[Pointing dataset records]

──────────────────────────────

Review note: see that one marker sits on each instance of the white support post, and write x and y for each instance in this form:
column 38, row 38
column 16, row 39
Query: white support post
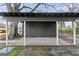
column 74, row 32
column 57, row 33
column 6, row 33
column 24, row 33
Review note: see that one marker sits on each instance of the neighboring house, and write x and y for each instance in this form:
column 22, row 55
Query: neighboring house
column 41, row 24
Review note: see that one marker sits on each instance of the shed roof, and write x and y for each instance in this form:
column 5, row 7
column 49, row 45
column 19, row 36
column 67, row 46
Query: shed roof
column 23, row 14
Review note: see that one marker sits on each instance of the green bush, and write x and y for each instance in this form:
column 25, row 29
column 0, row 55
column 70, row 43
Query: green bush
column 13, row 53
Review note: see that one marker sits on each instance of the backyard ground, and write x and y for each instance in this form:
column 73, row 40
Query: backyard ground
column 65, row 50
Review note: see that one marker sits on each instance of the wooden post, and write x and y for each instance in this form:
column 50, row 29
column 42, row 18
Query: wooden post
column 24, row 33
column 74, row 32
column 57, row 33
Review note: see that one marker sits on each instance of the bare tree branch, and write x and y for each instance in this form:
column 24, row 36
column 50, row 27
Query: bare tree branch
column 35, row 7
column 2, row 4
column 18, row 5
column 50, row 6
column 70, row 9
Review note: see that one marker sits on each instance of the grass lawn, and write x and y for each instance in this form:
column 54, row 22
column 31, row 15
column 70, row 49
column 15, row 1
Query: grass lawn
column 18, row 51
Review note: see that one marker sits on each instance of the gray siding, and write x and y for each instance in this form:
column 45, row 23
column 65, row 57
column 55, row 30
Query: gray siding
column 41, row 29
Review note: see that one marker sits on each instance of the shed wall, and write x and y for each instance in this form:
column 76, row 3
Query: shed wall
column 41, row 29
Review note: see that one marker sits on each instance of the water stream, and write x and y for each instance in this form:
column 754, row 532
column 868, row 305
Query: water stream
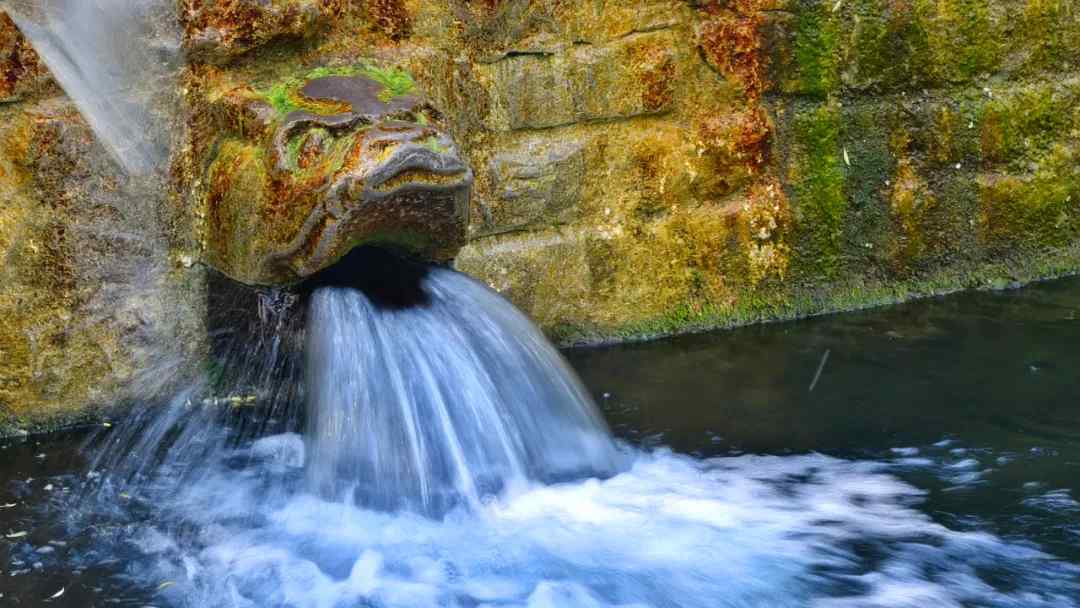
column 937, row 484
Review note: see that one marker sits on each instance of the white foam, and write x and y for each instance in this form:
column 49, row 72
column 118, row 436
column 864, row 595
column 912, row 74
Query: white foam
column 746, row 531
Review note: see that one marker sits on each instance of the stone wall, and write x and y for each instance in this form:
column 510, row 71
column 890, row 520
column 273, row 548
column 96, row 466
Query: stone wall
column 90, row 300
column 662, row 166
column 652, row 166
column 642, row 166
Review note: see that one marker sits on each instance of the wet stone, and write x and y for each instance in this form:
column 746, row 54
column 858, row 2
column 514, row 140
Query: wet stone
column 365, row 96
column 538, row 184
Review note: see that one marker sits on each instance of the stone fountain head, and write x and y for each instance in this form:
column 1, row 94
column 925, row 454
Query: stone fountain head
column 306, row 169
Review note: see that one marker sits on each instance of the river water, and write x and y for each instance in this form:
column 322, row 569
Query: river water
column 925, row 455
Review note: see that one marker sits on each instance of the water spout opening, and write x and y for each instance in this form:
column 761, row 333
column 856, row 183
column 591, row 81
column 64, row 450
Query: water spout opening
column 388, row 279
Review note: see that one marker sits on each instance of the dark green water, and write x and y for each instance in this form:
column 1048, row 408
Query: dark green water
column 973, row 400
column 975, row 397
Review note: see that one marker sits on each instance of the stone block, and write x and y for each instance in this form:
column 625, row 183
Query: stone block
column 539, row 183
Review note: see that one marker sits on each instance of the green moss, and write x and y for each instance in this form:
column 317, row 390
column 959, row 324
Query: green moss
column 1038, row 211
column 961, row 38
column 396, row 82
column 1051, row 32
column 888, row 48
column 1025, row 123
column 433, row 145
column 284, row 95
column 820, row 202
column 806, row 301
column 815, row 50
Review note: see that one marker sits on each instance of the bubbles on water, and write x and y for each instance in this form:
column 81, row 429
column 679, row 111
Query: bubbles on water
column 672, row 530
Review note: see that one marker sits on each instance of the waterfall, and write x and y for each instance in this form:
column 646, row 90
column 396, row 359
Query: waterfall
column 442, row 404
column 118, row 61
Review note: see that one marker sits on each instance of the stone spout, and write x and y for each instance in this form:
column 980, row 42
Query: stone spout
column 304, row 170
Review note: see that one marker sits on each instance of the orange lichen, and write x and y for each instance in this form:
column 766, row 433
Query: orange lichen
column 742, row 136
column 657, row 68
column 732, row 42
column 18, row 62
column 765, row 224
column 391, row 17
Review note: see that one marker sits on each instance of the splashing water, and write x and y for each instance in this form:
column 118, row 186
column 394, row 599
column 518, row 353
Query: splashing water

──────────────────────────────

Reproduce every line of the listing above word for word, leaving out the pictures.

WRITTEN SOLUTION =>
Review note: see that one marker sits on each instance of the white support post, and write x and y for each instance in this form:
column 38, row 38
column 16, row 39
Query: white support post
column 74, row 32
column 57, row 33
column 6, row 33
column 24, row 33
Review note: see that one marker sits on each instance of the neighboring house, and write x and y for each instance in this form:
column 22, row 55
Query: neighboring house
column 41, row 24
Review note: see that one marker sits on each instance of the shed roof, and write x and y for each instance in this form:
column 5, row 7
column 49, row 45
column 19, row 36
column 67, row 46
Query: shed roof
column 23, row 14
Review note: see that one marker sits on each instance of the green bush, and write x and y for each instance in this form:
column 25, row 29
column 0, row 55
column 70, row 43
Query: green bush
column 13, row 53
Review note: see that one marker sits on each instance of the backyard ground, and write x and y for each instance in this form:
column 73, row 40
Query: backyard ground
column 65, row 50
Review note: see that one marker sits on each instance of the wooden post, and write x and y for each instance in this form:
column 50, row 29
column 42, row 18
Query: wooden post
column 24, row 33
column 74, row 32
column 57, row 33
Review note: see that one marker sits on each instance of the bare tree branch, and write x and y for each instance in this form:
column 24, row 36
column 50, row 27
Query: bare tree branch
column 35, row 7
column 2, row 4
column 18, row 5
column 50, row 6
column 70, row 9
Review note: see that one marker sits on each instance of the grass lawn, and write x and y for each instance in this form:
column 54, row 22
column 31, row 15
column 70, row 49
column 15, row 1
Query: grass lawn
column 18, row 51
Review note: see that one marker sits on each instance of the gray siding, and write x and y for each instance in this form:
column 45, row 23
column 65, row 57
column 55, row 30
Query: gray siding
column 41, row 29
Review note: see that one marker sits on each instance of the shed wall, and write x and y for each instance in this form:
column 76, row 3
Query: shed wall
column 41, row 29
Review note: see that one marker sits on each instance of the water stream, and write x and y for each instance in this form:
column 754, row 532
column 868, row 305
Query: water stream
column 937, row 484
Review note: see that one marker sits on each instance of the white foam, and write x and y for each instance in this form:
column 49, row 72
column 118, row 436
column 864, row 595
column 912, row 74
Query: white foam
column 746, row 531
Review note: see that one marker sits on each instance of the stone wall, and write x and y for each instance in this form:
column 510, row 71
column 890, row 520
column 273, row 548
column 96, row 466
Query: stone wall
column 90, row 300
column 662, row 166
column 652, row 166
column 642, row 166
Review note: see that one marker sits on each instance of the wet stone, and write x and y for each instance in this form:
column 746, row 54
column 858, row 2
column 514, row 140
Query: wet stone
column 365, row 96
column 538, row 184
Review note: see that one marker sits on each instance of the stone fountain head, and write x and y for each instance in this form:
column 1, row 94
column 925, row 454
Query: stone fountain head
column 306, row 169
Review note: see that one marker sits on each instance of the river water, and write x and y for each instance in this form:
column 322, row 569
Query: river water
column 925, row 455
Review note: see that one marker sits on each instance of the water spout opening, and write x and y for each instance in this form:
column 761, row 333
column 856, row 183
column 591, row 81
column 64, row 450
Query: water spout opening
column 388, row 279
Review note: see that one marker sits on each instance of the dark green water, and write x and y for each instance in this form:
column 1048, row 408
Query: dark green water
column 973, row 400
column 975, row 397
Review note: see that one marker sits on each instance of the stone block, and write x and y for each instance in this form:
column 625, row 183
Query: stone block
column 539, row 183
Review note: see that one marker sits on each instance of the green moss, and write x and y for each instance in this form:
column 317, row 390
column 959, row 324
Query: green moss
column 1038, row 211
column 961, row 38
column 396, row 82
column 1051, row 32
column 888, row 48
column 1025, row 123
column 433, row 145
column 284, row 95
column 820, row 202
column 806, row 301
column 815, row 50
Review note: see that one marker sits on each instance of the bubbles on water, and write x and y for each instance in this form:
column 81, row 429
column 679, row 111
Query: bubbles on water
column 672, row 530
Review note: see that one marker sits on each instance of the waterfall, and write x and y for each instance in this form:
column 646, row 90
column 396, row 359
Query: waterfall
column 442, row 404
column 118, row 61
Review note: see that one marker sits on each instance of the stone spout, and write x and y for each instance in this form:
column 980, row 42
Query: stone spout
column 304, row 170
Review note: see that one marker sits on each instance of the orange lichen, and write x and y for each instance in this form:
column 766, row 433
Query: orange lichen
column 742, row 136
column 657, row 68
column 732, row 42
column 18, row 62
column 765, row 224
column 391, row 17
Review note: see that one marker sits on each instance of the splashing water, and write x and y for each instance in this form:
column 118, row 186
column 394, row 599
column 518, row 353
Query: splashing water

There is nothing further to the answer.